**Secção de texto**.

Finalmente parece ter alargado o debate sobre o Acordo Ortográfico, dezoito anos após sua assinatura. De repente, muitas entidades alarmam-se e reclamam da ausência de discussão. Com razão. Só que algumas delas — como representantes de escritores e editores no conjunto lusófono — fazem parte dos que silenciaram o assunto.
Infelizmente o debate tem inicio num momento em que algumas informações, revelam que o Governo português vai ceder a pressões e adiar por dez anos a entrada em vigor do Acordo. Se isso acontecer, Portugal vai ficar numa posição diplomática muito difícil.
Em primeiro lugar, porque Portugal sempre afirmou seu respeito pela CPLP. Foi numa de suas cimeiras que esta decidiu, por unanimidade, a aplicação prática do acordo quando três países o ratificassem, condição já cumprida desde o ano passado, com as ratificações do Brasil, Cabo Verde e São Tomé e Príncipe. No começo de Novembro, dizia-se em Luanda que a Assembleia Nacional também se prepara para votar o documento, que andou esquecido.

**Rótulos de pontos dos objetos**.
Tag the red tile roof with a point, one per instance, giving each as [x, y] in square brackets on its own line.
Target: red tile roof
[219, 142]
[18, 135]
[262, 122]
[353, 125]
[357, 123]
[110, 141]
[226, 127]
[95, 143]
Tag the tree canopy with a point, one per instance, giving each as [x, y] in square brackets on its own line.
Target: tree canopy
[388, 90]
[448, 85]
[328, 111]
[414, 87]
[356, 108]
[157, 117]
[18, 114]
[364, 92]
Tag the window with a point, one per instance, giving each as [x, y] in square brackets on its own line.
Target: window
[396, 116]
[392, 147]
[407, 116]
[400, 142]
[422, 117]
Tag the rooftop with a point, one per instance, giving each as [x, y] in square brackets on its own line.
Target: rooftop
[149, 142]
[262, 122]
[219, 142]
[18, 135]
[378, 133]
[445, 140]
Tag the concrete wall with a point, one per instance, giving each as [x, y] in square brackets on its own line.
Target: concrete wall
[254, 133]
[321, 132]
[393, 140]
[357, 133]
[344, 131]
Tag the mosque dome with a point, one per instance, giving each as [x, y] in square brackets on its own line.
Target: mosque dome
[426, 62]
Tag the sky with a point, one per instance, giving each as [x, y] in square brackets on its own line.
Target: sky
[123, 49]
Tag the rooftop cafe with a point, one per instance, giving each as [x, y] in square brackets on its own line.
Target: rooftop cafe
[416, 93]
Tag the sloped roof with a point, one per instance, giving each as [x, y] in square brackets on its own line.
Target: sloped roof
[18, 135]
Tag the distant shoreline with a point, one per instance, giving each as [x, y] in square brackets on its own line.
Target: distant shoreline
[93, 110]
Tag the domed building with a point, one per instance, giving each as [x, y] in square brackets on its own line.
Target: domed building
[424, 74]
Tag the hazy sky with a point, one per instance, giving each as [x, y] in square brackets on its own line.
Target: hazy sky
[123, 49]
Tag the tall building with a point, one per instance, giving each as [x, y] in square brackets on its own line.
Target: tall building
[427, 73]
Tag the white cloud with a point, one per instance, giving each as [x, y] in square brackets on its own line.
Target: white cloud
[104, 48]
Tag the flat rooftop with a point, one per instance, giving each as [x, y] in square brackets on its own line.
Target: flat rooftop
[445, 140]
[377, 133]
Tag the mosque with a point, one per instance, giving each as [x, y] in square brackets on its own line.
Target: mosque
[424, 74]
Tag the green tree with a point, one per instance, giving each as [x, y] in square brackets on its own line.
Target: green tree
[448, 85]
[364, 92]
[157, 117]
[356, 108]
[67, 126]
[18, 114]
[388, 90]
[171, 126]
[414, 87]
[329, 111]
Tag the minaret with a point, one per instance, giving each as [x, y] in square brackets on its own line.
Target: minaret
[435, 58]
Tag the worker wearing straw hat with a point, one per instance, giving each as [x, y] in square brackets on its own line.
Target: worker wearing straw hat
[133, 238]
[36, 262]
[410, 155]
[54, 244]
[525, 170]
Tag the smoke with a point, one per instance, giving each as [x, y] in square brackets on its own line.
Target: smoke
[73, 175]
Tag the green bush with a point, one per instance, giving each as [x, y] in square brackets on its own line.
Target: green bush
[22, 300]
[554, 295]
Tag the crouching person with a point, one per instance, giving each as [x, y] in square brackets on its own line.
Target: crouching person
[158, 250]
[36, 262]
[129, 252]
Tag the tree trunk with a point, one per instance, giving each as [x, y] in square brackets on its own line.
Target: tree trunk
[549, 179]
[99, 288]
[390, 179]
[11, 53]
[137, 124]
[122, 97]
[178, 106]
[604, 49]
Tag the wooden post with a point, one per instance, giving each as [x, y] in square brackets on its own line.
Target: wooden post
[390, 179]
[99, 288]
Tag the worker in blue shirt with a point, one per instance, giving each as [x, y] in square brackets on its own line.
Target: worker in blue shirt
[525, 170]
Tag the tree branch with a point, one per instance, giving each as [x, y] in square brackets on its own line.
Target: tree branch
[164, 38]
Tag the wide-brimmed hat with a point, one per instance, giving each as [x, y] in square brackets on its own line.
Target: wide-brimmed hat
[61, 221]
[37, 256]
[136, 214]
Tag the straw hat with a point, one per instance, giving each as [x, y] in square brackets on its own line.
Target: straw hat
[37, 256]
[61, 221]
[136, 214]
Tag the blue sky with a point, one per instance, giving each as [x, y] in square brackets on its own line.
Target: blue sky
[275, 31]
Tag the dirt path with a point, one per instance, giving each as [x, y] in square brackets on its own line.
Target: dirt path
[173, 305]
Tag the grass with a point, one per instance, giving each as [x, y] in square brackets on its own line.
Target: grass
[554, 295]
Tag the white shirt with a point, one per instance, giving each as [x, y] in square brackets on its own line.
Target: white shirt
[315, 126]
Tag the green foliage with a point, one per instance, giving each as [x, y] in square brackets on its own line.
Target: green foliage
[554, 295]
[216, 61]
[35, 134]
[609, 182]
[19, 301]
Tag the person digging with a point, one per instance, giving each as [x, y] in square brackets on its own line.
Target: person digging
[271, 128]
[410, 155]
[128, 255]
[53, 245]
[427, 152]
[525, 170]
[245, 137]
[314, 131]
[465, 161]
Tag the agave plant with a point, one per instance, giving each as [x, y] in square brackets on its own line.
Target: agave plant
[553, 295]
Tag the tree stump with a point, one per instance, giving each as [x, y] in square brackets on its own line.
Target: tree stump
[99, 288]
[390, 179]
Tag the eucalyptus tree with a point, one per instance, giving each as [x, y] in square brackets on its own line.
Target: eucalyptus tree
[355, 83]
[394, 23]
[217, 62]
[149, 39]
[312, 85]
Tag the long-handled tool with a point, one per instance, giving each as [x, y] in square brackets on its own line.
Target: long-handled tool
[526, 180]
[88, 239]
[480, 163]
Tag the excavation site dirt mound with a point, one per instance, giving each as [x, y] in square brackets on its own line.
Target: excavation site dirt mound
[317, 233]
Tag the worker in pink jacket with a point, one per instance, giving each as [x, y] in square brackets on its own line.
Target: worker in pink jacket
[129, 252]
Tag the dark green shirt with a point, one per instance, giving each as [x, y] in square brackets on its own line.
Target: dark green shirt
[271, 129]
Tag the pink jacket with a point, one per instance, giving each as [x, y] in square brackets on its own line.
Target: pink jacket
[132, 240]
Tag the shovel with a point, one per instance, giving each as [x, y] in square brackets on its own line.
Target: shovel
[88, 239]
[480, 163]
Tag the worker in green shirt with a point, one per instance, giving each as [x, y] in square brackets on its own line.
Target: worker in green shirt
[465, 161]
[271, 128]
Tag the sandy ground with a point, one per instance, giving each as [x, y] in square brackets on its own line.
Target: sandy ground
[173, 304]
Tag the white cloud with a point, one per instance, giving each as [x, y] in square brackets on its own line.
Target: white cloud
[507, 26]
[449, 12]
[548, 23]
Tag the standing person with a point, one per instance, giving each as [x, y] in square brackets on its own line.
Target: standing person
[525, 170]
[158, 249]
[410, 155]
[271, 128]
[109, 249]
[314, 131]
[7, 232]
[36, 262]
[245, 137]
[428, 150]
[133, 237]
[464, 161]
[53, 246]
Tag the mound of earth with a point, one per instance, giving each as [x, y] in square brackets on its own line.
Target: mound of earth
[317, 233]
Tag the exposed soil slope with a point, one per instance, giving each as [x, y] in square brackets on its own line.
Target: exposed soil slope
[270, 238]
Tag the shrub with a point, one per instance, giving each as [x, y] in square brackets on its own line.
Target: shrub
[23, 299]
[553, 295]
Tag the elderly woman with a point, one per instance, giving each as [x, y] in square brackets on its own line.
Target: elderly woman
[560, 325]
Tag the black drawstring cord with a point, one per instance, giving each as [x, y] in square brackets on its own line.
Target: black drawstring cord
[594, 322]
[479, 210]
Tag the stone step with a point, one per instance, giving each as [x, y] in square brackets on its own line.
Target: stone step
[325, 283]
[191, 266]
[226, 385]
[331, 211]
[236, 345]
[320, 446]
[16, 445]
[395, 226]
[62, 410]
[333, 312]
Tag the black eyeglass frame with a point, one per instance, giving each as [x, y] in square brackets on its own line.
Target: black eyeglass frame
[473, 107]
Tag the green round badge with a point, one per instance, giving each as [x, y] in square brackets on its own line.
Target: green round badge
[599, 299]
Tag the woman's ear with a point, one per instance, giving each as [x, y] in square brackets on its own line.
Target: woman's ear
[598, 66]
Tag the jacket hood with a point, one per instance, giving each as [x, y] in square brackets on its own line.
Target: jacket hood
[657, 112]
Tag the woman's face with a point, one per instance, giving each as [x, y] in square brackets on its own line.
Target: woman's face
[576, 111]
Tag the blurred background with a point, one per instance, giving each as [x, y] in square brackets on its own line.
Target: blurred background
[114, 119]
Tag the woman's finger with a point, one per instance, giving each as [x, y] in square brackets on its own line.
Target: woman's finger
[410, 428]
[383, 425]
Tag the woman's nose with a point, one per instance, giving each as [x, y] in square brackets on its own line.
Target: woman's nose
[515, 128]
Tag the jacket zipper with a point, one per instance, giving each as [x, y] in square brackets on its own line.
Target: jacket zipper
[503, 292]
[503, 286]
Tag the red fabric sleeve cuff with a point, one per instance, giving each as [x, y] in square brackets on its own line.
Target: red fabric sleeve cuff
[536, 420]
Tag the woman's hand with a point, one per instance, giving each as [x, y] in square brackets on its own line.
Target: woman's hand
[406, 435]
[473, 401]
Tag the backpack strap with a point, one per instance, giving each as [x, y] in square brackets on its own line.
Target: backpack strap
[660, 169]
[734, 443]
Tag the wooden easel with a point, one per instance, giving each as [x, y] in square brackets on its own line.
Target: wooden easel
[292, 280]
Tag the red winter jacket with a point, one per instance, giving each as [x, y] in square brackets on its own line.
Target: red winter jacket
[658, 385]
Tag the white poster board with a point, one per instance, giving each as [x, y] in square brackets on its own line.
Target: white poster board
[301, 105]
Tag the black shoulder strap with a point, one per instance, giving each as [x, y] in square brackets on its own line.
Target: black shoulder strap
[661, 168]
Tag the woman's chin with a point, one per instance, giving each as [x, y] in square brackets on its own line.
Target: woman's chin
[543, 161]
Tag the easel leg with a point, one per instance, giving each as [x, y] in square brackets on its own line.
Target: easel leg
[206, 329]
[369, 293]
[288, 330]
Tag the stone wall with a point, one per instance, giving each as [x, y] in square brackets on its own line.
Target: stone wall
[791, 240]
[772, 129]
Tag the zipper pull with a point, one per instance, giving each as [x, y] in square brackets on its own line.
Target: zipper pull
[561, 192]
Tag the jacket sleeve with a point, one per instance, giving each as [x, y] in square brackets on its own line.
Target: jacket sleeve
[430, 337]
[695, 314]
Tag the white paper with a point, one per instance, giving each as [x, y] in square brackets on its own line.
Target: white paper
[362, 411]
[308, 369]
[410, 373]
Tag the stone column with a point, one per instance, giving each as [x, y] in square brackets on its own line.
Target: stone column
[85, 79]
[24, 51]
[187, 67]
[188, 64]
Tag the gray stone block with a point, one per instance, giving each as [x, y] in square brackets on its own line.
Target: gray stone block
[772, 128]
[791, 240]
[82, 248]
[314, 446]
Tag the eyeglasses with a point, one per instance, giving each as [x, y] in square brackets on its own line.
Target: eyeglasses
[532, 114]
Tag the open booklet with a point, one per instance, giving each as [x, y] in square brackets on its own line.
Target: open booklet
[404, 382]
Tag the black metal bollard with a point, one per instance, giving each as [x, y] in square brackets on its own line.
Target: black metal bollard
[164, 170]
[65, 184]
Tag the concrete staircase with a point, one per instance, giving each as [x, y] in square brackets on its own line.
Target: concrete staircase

**Lista de tarefas**.
1. Conte as linhas dos registos que contêm a palavra "hood" e indique apenas esse número.
2. Prossiga, por favor, o texto sobre o Acordo Ortográfico a partir do ponto em que termina.

**Conjunto de respostas**.
1. 2

2.
Em segundo lugar, porque Portugal é o fiel depositário das ratificações, ou seja, que os demais membros confiaram nele para receber instrumentos jurídicos do conjunto CPLP, em termos práticos e não apenas de arquivo.
No fundo o Acordo é muito simples. Corta acentos excessivos, abole as consoantes mudas e reintroduz letras como k w y.
Torna a lingua mais fácil, aproxima escrita e fonética, e moderniza-se. No total, mexe com cerca de 0,40% das palavras usadas no Brasil e pouco mais de 1% da ortografia de Portugal. O obsoleto trema brasileiro acaba, o optimo passa a ser ótimo e a redacção fica redação. Quanto a facto e fato ficam na mesma, porque não há nenhuma mudez nelas...
Por outro lado, consagra uma gama de palavras usadas em Angola com letras que hoje não fazem parte oficialmente do alfabeto, incluindo nomes de cidades, unidade monetária, grandes pontos geográficos e nomes de pessoas (por exemplo Waco Kungo, Yoba, Kwanza, Kunene, etc).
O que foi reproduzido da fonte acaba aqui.